[EXCERPTED TEXT]:
With Chinatown, Roman Polanski and writer Robert Towne fashioned a multifaceted morality play that spoke both to a specific (and enduring) history of violence and corruption in the City of Angels and, more broadly, to the disenchanted orphans of the Summer of Love: “Forget it, Jake. It’s Chinatown.” If this terse ode to futility came to be recognized as one of the great final lines in film history, it’s because few others so succinctly addressed the tenor of their times—in this case, the downbeat mood exuded like a malign miasma by New Hollywood cinema in the mid ‘70s, a world-weary shrug of resignation. Despite the film’s forgivably literal ending, Chinatown was never meant as an actual destination, so much as a state of mind, a country of vague terrain where the customs are alien, motivations always suspect, and the only thing you can depend on is that no good deed will go unpunished. Hence this exchange: “What did you do there?” “As little as possible.”

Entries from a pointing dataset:
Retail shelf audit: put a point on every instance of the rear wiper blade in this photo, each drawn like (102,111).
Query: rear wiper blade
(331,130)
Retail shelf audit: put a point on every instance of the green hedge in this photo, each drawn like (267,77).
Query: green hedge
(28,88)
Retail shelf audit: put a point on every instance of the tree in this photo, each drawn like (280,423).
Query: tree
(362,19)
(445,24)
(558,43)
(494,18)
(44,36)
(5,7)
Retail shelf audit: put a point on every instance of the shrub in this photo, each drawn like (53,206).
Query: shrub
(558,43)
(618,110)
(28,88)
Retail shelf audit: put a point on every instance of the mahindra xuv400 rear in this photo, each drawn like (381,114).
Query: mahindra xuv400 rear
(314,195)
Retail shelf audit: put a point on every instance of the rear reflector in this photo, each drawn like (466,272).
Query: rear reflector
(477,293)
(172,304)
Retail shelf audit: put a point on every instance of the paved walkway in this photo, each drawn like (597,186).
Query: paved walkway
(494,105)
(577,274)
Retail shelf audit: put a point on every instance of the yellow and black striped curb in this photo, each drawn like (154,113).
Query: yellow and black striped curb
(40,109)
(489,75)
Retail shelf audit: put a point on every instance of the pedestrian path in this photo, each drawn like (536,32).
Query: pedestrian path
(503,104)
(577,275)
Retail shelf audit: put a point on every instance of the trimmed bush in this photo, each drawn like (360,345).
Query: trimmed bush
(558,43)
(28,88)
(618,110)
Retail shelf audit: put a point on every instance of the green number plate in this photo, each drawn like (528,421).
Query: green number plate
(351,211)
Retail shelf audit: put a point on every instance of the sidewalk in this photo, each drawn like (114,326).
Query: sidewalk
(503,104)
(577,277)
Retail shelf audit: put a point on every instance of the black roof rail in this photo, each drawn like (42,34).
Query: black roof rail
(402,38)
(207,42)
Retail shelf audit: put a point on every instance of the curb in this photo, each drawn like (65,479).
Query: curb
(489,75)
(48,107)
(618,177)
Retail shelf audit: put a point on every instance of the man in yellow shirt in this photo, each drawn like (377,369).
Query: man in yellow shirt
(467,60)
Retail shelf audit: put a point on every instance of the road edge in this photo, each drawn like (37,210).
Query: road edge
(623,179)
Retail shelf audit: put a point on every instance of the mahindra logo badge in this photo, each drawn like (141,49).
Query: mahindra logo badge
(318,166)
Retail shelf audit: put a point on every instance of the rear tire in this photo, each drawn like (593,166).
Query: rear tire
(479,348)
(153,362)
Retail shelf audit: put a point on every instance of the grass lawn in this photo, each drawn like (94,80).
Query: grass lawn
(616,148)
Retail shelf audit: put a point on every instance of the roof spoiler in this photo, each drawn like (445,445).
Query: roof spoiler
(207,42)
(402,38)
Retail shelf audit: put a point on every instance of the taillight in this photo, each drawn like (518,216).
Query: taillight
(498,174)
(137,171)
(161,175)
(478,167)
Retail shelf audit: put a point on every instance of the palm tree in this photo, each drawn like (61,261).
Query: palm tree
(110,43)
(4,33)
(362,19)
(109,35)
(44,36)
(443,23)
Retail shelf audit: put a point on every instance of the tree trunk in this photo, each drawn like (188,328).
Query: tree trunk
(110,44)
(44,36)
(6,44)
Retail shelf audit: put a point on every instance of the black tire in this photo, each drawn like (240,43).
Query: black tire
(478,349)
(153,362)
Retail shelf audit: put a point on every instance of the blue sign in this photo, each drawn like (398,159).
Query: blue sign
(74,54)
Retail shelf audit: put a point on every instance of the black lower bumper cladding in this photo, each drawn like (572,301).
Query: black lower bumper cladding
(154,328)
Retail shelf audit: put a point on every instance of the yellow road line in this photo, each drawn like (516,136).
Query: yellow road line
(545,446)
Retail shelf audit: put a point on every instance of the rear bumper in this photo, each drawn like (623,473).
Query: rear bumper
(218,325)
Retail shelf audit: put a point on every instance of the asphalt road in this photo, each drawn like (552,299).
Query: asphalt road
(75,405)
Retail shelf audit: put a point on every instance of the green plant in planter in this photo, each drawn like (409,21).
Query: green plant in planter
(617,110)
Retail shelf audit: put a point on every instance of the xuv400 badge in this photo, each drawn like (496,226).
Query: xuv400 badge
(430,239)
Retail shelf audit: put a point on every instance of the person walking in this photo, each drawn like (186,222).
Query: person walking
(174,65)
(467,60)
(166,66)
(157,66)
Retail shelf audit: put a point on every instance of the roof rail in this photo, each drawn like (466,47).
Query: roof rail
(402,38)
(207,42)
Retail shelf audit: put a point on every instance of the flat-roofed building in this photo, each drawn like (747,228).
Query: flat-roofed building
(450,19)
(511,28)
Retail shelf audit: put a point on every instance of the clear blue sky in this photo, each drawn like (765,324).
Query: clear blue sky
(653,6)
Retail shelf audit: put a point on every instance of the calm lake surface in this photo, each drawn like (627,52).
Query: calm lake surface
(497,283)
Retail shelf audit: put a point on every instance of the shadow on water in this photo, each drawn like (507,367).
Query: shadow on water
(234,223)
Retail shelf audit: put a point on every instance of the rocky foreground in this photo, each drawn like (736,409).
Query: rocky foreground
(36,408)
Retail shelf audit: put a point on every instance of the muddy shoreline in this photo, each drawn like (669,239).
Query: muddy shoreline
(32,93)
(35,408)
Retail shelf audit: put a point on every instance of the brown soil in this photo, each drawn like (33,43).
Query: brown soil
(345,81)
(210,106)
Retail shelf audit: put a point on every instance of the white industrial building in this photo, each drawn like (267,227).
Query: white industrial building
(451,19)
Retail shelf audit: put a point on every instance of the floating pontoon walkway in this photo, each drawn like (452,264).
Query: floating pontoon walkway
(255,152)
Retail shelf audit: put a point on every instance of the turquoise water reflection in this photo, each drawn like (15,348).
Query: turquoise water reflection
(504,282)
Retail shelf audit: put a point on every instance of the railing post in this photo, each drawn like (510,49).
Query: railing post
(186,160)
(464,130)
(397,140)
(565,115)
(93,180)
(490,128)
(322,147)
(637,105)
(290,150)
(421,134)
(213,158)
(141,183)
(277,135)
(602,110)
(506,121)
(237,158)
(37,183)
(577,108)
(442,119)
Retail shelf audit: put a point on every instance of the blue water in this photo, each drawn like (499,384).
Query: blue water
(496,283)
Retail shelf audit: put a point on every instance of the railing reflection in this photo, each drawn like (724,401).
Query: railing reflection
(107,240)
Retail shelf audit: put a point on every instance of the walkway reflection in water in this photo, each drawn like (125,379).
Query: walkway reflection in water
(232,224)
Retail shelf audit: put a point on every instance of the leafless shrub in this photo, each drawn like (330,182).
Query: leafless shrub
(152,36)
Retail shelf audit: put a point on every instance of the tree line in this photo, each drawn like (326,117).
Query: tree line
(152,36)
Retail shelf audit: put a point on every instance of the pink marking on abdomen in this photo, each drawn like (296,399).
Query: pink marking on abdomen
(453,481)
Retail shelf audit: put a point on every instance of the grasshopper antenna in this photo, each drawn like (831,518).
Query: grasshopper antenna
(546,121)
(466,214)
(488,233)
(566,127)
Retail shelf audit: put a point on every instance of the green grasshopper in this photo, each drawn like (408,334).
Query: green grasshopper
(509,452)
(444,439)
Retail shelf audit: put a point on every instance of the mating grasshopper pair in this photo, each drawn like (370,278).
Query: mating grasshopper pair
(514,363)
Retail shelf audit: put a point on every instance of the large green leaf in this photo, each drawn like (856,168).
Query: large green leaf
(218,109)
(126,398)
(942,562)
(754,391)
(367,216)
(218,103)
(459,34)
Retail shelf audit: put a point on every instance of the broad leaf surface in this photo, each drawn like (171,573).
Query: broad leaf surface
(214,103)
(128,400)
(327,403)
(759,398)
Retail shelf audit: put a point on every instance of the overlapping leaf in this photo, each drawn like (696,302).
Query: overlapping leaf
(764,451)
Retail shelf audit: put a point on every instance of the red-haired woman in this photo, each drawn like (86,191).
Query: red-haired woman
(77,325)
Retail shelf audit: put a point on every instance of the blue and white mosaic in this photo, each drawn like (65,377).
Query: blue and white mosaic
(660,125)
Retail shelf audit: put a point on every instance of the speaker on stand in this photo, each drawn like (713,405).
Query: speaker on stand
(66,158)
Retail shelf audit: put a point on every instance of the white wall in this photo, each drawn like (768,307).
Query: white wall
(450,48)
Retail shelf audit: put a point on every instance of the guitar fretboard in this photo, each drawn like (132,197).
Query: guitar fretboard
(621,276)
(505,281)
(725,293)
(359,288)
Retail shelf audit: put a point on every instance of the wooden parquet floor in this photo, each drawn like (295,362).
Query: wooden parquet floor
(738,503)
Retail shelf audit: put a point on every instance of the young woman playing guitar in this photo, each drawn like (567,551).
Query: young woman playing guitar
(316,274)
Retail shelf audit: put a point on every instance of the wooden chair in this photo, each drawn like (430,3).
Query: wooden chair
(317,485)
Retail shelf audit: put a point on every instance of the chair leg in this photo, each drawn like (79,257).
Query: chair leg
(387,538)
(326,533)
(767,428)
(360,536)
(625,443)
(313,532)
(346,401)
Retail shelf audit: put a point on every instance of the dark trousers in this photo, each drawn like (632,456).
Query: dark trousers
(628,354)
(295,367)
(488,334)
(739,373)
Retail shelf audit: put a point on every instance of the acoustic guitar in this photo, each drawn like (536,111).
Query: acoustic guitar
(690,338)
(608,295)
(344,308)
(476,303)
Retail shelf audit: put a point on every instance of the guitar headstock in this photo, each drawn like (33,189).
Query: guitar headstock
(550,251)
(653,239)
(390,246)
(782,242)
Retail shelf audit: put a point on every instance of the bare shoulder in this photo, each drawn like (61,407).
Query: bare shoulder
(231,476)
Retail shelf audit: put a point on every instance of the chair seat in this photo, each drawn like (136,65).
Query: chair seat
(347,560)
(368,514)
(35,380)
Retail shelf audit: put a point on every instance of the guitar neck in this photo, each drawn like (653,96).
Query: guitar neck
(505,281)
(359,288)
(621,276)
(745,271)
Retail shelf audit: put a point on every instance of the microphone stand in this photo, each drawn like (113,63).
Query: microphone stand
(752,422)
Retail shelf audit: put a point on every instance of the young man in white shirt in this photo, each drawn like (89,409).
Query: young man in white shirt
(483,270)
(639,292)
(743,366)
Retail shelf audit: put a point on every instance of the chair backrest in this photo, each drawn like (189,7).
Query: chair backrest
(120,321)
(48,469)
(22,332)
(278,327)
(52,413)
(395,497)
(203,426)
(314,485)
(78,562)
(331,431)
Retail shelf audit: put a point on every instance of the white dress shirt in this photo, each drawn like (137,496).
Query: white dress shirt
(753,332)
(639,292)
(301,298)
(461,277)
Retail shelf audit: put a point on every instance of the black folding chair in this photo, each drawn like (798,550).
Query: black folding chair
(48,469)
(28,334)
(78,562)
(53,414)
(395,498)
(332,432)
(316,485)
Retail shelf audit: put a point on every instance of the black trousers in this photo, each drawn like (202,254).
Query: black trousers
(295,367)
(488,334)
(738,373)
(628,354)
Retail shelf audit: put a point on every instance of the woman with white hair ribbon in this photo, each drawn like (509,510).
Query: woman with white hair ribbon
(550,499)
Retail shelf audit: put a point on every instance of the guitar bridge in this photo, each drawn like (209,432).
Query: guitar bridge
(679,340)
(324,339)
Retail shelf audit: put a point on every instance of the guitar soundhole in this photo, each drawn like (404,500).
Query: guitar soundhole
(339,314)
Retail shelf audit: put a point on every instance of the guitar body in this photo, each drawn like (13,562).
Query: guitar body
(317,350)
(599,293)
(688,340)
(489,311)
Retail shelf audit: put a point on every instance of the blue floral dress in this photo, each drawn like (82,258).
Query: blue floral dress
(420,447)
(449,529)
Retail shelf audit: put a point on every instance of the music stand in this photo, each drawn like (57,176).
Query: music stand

[STATED GOAL]:
Pick up the passage on the film Chinatown after its last sentence and keep writing it.

[RESPONSE]:
Conversely, Robert Towne’s cannily crafted script would never be accused of inactivity, exhibiting all the narrative complexity of classic noirs like The Big Sleep (a story so densely plotted that even its author reportedly didn’t know whodunit), where repeated viewings only reveal additional layers of double meanings and duplicitous intentions. At the same time, Towne pulls the revisionist rug out from under viewers by revealing Faye Dunaway’s black widow Evelyn Mulwray to be the film’s neurotic heroine, a topsy-turvy alteration that transforms her into a tragic victim whose only aim is to prevent the further perversion of innocence. And that’s not the only way in which the script owes as much to Sophocles as to Chandler: Towne’s tarnished gumshoe J.J. Gittes (Jack Nicholson) makes a fine Oedipus, doggedly pursuing his investigation to the point where he’s accomplished precisely what he most wants to avoid. Polanski ensures that viewers are restricted to Gittes’s fallible subjectivity by forcing them to observe over his shoulder as the convoluted narrative thread unravels. Robert Altman attempted something similar with his Chandler “update” The Long Goodbye, but where Altman pointed up the unfeasibility of Marlowe’s moral code by setting him adrift in the permissive haze of ‘70s L.A., Polanski and Towne transport the malaise back to its roots in their vividly imagined period piece.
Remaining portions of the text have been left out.